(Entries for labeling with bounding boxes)
^^^^
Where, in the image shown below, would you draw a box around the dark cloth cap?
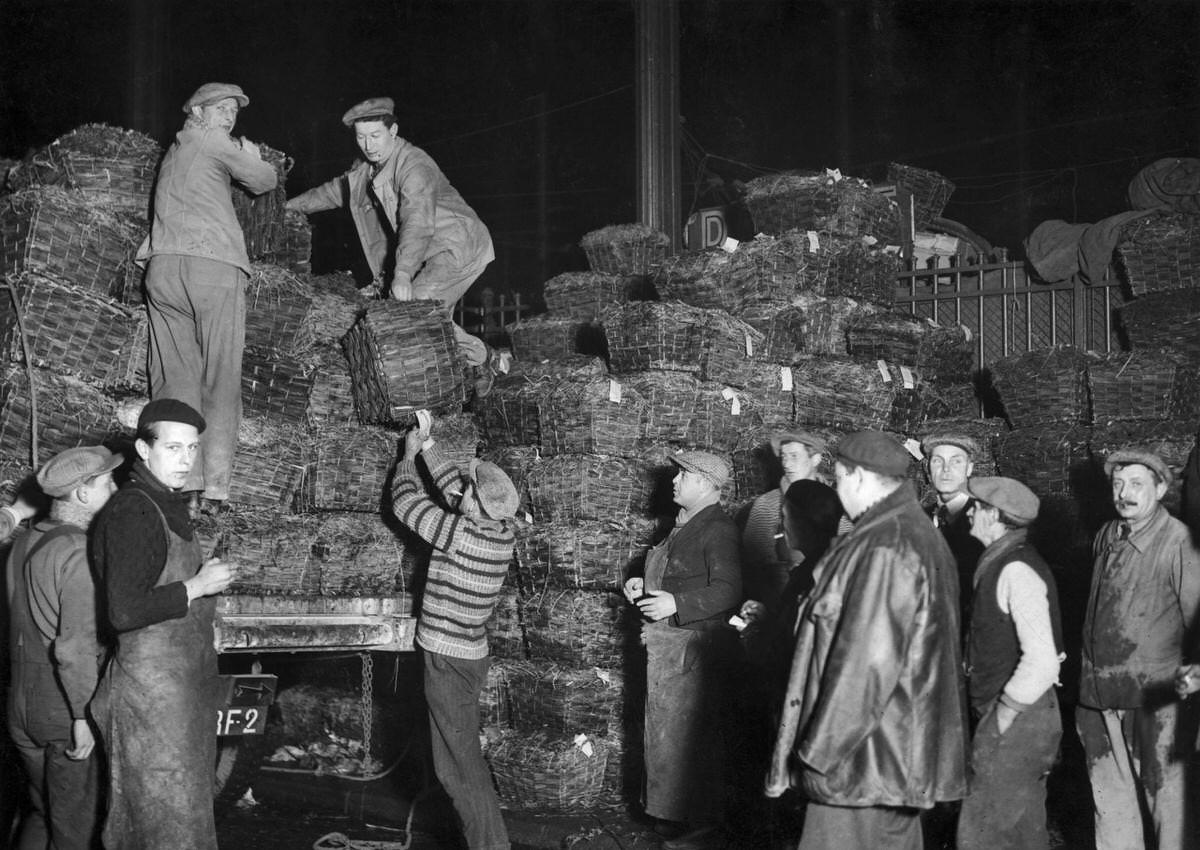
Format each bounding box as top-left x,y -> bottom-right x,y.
1104,447 -> 1175,486
138,399 -> 206,433
184,83 -> 250,112
671,451 -> 730,490
838,431 -> 912,478
342,97 -> 396,127
770,431 -> 826,457
468,459 -> 521,520
967,475 -> 1042,525
37,445 -> 125,498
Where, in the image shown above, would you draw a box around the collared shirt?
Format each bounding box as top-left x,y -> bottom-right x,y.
1080,504 -> 1200,708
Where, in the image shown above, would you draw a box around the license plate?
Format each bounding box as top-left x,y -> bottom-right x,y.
217,675 -> 277,735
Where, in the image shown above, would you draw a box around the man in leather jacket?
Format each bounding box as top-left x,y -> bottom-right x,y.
766,431 -> 966,850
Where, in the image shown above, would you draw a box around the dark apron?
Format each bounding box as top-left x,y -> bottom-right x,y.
94,496 -> 218,850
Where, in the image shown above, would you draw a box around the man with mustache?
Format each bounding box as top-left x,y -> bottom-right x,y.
1075,448 -> 1200,850
138,83 -> 278,516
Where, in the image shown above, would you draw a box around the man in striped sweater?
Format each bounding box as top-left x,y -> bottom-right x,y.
391,427 -> 518,850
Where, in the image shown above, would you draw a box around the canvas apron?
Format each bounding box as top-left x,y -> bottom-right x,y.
96,496 -> 218,850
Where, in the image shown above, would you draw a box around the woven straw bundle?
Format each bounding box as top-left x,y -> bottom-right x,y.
846,311 -> 974,382
521,588 -> 638,668
538,376 -> 646,457
0,274 -> 149,393
745,172 -> 900,244
0,187 -> 144,299
654,249 -> 742,312
991,346 -> 1091,429
888,162 -> 954,231
526,455 -> 649,522
506,662 -> 625,736
305,426 -> 397,513
0,366 -> 124,466
580,225 -> 671,275
516,516 -> 658,592
215,510 -> 320,595
342,300 -> 466,425
1116,213 -> 1200,295
542,271 -> 637,322
484,732 -> 608,812
1087,351 -> 1176,425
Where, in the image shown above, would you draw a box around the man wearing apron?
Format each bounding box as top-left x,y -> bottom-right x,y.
624,451 -> 742,850
94,399 -> 234,850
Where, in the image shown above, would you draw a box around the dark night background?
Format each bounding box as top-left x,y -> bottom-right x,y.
0,0 -> 1200,300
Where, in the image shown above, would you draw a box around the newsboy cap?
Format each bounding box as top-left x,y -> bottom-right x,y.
1104,447 -> 1175,486
37,445 -> 125,498
342,97 -> 396,127
138,399 -> 206,433
967,475 -> 1042,525
467,457 -> 521,520
920,432 -> 979,460
770,431 -> 826,457
184,83 -> 250,112
838,431 -> 912,478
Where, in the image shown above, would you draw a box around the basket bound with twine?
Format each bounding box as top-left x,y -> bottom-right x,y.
342,300 -> 466,425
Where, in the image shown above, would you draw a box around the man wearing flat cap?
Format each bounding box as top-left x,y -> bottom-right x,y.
287,97 -> 499,395
94,399 -> 234,850
1075,448 -> 1200,850
624,451 -> 742,850
138,83 -> 278,514
7,445 -> 122,849
920,432 -> 983,628
955,478 -> 1063,850
391,415 -> 520,850
766,431 -> 966,850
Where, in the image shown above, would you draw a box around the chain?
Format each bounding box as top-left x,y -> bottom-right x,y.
361,652 -> 374,773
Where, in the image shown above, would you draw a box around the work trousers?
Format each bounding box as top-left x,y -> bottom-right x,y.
1075,700 -> 1198,850
955,688 -> 1062,850
146,255 -> 247,499
413,251 -> 487,366
8,663 -> 101,850
425,652 -> 509,850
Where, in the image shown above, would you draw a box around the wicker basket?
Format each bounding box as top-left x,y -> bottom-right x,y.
505,662 -> 625,736
542,271 -> 637,322
888,162 -> 954,231
580,225 -> 671,275
538,376 -> 646,457
0,187 -> 143,299
846,311 -> 974,382
745,170 -> 900,245
305,426 -> 397,513
521,588 -> 640,668
342,300 -> 466,425
1087,352 -> 1176,425
484,732 -> 608,813
526,455 -> 649,522
654,249 -> 742,312
516,516 -> 658,592
1116,213 -> 1200,295
991,346 -> 1091,429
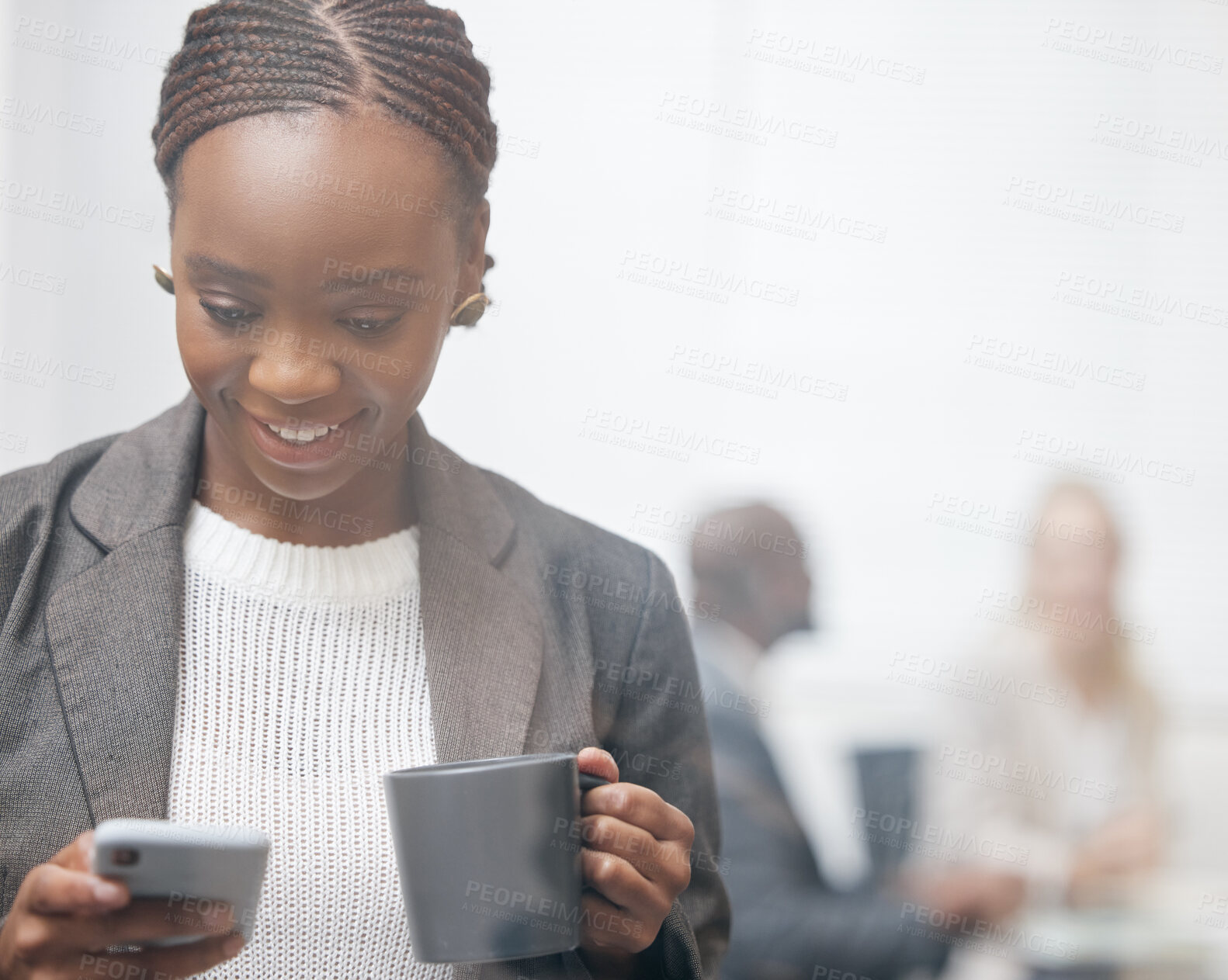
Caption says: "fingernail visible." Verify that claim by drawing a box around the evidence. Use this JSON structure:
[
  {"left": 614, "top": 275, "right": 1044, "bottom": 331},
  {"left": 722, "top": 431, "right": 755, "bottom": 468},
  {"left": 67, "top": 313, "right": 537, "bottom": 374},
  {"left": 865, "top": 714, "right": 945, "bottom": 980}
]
[{"left": 93, "top": 881, "right": 124, "bottom": 905}]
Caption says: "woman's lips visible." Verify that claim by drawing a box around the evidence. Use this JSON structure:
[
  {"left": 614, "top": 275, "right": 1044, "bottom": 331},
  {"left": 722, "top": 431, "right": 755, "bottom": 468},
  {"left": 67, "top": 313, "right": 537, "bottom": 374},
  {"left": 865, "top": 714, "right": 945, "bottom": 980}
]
[{"left": 239, "top": 405, "right": 361, "bottom": 469}]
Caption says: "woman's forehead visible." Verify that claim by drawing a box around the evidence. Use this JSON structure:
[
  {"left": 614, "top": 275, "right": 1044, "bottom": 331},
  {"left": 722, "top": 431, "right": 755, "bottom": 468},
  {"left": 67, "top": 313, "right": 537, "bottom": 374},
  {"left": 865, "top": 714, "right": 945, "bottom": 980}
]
[{"left": 175, "top": 112, "right": 460, "bottom": 246}]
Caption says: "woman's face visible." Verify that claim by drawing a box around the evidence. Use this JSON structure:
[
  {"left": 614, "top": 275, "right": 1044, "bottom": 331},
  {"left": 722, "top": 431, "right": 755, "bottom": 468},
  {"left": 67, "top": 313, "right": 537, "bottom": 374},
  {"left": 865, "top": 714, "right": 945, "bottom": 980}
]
[
  {"left": 171, "top": 109, "right": 489, "bottom": 500},
  {"left": 1030, "top": 493, "right": 1116, "bottom": 619}
]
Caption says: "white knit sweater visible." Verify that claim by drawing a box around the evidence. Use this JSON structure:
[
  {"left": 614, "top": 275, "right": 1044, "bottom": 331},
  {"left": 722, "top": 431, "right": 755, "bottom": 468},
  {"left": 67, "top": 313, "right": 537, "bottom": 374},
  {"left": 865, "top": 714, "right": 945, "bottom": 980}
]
[{"left": 168, "top": 501, "right": 452, "bottom": 980}]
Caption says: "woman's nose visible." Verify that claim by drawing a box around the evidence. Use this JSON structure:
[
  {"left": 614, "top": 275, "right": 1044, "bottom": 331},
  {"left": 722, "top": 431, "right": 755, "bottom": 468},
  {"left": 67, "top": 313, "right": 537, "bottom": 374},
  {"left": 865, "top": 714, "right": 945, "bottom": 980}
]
[{"left": 247, "top": 334, "right": 342, "bottom": 405}]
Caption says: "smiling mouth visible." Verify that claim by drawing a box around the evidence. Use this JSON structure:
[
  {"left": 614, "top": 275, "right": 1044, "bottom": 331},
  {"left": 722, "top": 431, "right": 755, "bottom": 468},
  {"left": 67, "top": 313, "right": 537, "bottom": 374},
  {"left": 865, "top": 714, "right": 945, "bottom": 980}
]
[{"left": 258, "top": 420, "right": 340, "bottom": 446}]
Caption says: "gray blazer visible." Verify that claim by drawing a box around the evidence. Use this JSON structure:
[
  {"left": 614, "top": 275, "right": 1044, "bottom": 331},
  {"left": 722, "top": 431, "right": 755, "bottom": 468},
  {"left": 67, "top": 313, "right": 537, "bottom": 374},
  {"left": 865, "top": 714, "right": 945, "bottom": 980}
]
[{"left": 0, "top": 392, "right": 730, "bottom": 980}]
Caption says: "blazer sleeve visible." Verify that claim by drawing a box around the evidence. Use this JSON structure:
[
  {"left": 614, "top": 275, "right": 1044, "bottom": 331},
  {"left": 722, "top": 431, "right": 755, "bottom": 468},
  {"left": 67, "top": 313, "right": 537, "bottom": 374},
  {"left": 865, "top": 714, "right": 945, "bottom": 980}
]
[{"left": 595, "top": 552, "right": 730, "bottom": 980}]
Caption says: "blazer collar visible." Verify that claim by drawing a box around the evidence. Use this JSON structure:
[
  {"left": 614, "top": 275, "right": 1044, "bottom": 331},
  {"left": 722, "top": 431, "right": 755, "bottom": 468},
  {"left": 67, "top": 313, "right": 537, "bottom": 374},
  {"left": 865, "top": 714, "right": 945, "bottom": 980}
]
[{"left": 70, "top": 390, "right": 515, "bottom": 565}]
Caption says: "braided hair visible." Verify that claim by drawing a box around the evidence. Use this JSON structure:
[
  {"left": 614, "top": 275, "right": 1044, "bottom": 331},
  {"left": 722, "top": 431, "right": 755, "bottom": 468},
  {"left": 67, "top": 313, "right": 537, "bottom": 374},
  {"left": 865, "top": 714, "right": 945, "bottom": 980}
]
[{"left": 151, "top": 0, "right": 498, "bottom": 230}]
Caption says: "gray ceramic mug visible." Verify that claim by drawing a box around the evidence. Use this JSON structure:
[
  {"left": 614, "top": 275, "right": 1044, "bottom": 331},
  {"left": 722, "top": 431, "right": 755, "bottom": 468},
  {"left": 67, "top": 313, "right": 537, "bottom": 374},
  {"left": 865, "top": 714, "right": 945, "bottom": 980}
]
[{"left": 384, "top": 753, "right": 607, "bottom": 963}]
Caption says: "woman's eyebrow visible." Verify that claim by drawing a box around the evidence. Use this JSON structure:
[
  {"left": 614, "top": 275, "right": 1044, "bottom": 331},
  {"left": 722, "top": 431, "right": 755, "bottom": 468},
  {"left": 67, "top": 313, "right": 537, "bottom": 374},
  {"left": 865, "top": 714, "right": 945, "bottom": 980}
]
[{"left": 184, "top": 251, "right": 272, "bottom": 289}]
^^^^
Written task: Could you reproduce the entries word for word, from the start through the line containing "1080,504 -> 1200,708", with that line included and the pictures left out?

Final answer:
Where, in the image shown below, would you draw a box around the dark cloth cap?
Format each bounding box as top-left x,y -> bottom-right x,y.
1104,447 -> 1175,486
138,399 -> 206,433
184,83 -> 250,112
671,451 -> 730,490
838,431 -> 912,478
342,97 -> 396,127
770,431 -> 826,457
468,459 -> 521,520
967,475 -> 1042,525
37,445 -> 125,498
Where, in the image shown above, would you draw a box around the collared shirt?
Format each bounding box as top-left x,y -> bottom-right x,y.
1080,504 -> 1200,708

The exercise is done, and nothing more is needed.